*Entries for locating named things:*
+ + +
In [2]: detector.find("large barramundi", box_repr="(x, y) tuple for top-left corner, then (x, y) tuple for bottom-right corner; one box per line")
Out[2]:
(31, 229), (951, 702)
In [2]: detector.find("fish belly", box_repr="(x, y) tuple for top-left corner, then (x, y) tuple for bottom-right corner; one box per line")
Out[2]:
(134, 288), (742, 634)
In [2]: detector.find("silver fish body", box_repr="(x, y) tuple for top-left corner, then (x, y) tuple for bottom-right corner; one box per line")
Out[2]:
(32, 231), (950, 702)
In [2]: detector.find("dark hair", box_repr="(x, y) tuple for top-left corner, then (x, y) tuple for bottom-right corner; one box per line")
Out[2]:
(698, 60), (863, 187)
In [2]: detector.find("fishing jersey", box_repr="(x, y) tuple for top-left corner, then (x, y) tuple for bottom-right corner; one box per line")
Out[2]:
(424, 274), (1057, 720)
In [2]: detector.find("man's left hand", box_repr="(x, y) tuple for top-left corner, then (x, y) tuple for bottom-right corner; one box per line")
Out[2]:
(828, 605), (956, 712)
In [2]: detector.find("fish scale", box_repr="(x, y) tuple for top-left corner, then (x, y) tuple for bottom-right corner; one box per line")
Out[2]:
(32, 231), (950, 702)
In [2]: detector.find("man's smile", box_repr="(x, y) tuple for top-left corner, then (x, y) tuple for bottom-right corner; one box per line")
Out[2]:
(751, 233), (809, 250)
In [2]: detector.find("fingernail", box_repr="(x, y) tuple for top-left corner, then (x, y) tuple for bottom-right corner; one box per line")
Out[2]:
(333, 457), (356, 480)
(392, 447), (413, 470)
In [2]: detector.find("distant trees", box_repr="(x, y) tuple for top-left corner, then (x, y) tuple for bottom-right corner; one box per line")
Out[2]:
+ + +
*CHALLENGE:*
Give every line of the records above as a numbered list, omitting blank lines.

*REPLY TO THE TASK:*
1. In [2]: detector.find("large barramundi", box_repr="(x, y) tuple for top-left corner, then (x, y) tuple for bottom-right corner; one box per line")
2. Out[2]:
3. (31, 229), (951, 702)
4. In [2]: detector.find("fish belly", box_repr="(x, y) tuple for top-left corner, then (x, y) tuple for bottom-right corner; one box per line")
5. Out[2]:
6. (134, 288), (742, 634)
7. In [2]: detector.find("silver fish body", box_repr="(x, y) tuple for top-left corner, then (x, y) tuple for bottom-right corner; one box per line")
8. Out[2]:
9. (32, 231), (950, 702)
10. In [2]: detector.find("dark hair", box_repr="(x, y) tuple for top-left corner, then (x, y) tuple for bottom-right corner; one box per line")
11. Out[2]:
12. (698, 60), (863, 187)
13. In [2]: detector.find("fishing jersey", box_repr="(x, y) tuple for top-left corner, then (x, y) tuple for bottom-right corner; one box per line")
14. Out[2]:
15. (424, 274), (1057, 720)
16. In [2]: detector.find("man's left hand", box_repr="(x, y) tuple for top-left corner, then (x, y) tuple for bottom-right corner; one box per line")
17. Out[2]:
18. (828, 605), (956, 712)
19. In [2]: detector.find("fish scale", box_repr="(x, y) tuple for top-left corner, then (x, y) tuple for bottom-right corner; one box per line")
20. Out[2]:
21. (32, 231), (950, 702)
22. In [2]: detector.find("man's smile", box_repr="(x, y) tuple for top-left corner, then (x, y) tuple for bottom-right corner; one box per line")
23. Out[2]:
24. (751, 233), (809, 250)
25. In [2]: detector.find("fingernail", box_repr="(x, y) tuple for top-left corner, then (x, y) tuple for bottom-right corner; one box per line")
26. Out[2]:
27. (333, 457), (356, 480)
28. (392, 447), (413, 470)
29. In [2]: detector.find("distant trees", box_repr="(x, y) tuple for top-left corner, then (x, y) tuple for bottom-right corner; one box per line")
30. Out[2]:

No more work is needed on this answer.